▶ **GIVEN TASK**
Update the part of the listing that opens with the line containing "The annotator labeled the metal" and runs through the end of the listing by replacing "christmas tree" with "evergreen tree". Reproduce only those lines, leaving everything else unchanged.

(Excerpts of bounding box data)

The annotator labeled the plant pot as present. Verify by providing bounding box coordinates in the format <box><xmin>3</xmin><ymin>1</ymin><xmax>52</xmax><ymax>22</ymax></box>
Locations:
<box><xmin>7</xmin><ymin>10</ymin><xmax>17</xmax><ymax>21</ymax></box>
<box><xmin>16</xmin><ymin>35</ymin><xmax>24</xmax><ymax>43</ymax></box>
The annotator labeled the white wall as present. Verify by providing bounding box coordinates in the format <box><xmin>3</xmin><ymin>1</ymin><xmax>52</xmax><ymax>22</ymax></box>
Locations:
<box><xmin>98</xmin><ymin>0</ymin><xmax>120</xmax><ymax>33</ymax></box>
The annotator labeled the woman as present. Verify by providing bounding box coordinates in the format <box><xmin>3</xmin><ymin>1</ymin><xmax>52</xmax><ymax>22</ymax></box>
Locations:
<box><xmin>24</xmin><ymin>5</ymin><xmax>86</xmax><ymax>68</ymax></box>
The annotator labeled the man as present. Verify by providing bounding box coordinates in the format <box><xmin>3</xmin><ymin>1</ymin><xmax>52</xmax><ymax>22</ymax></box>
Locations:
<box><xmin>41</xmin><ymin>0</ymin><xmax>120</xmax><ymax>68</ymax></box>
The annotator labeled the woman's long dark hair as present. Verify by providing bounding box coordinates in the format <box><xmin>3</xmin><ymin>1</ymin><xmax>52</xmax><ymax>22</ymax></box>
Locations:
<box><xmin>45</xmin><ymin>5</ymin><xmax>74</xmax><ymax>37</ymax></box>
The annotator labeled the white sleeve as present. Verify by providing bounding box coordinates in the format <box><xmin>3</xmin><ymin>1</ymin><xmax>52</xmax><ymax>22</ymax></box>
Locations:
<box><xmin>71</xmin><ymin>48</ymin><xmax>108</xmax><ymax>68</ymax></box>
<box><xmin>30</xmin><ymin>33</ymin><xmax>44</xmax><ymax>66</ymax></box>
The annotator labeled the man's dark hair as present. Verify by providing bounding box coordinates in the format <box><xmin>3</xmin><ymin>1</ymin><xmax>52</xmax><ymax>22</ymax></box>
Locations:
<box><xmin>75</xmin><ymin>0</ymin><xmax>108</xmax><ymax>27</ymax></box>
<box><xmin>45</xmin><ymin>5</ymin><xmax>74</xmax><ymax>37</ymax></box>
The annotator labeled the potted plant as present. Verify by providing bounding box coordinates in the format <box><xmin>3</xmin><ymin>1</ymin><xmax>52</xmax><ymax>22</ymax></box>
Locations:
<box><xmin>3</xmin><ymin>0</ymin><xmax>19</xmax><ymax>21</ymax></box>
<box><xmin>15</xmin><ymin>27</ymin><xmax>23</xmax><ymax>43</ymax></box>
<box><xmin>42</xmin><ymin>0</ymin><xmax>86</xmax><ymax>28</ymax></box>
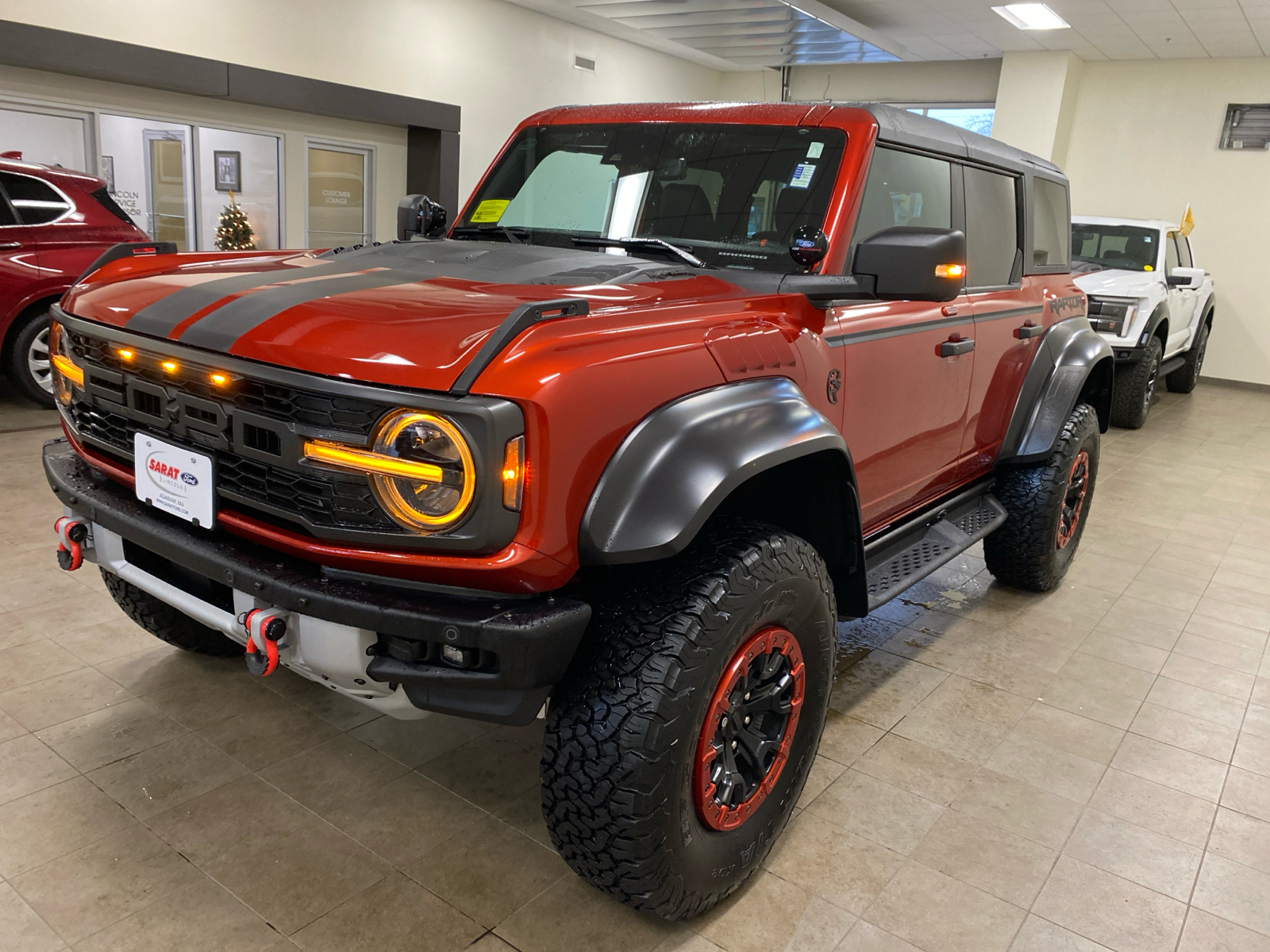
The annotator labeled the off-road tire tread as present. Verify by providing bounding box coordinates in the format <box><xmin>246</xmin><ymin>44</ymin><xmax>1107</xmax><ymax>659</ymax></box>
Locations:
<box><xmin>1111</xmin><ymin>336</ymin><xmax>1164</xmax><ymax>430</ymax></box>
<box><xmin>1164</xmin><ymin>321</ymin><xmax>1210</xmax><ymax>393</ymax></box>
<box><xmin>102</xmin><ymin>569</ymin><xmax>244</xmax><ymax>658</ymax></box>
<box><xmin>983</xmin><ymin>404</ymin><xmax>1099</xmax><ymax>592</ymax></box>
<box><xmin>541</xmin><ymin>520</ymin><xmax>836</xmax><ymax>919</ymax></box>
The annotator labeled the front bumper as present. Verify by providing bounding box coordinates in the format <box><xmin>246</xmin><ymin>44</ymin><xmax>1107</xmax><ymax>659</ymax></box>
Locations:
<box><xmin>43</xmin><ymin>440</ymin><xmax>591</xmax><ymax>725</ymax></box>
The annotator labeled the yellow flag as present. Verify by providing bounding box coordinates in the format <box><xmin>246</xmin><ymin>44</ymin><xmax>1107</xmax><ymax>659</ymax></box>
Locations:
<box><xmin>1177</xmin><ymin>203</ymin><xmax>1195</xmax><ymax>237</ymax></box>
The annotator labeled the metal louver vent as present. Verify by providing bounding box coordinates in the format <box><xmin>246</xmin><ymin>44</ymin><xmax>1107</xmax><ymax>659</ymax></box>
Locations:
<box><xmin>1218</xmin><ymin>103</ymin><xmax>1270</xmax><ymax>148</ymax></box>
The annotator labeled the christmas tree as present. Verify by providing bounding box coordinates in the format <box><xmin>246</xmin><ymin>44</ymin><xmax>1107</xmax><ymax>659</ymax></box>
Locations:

▶ **ANSWER TO THIS TASK**
The annotator labeled the metal louver vent as present. Verify by providing bounding box coordinates in the format <box><xmin>246</xmin><ymin>44</ymin><xmax>1107</xmax><ymax>659</ymax></box>
Locations:
<box><xmin>1218</xmin><ymin>103</ymin><xmax>1270</xmax><ymax>148</ymax></box>
The annotator labeled the evergreen tree as present. Verify by providing bounding box coordinates in the format <box><xmin>246</xmin><ymin>44</ymin><xmax>1107</xmax><ymax>659</ymax></box>
Locations:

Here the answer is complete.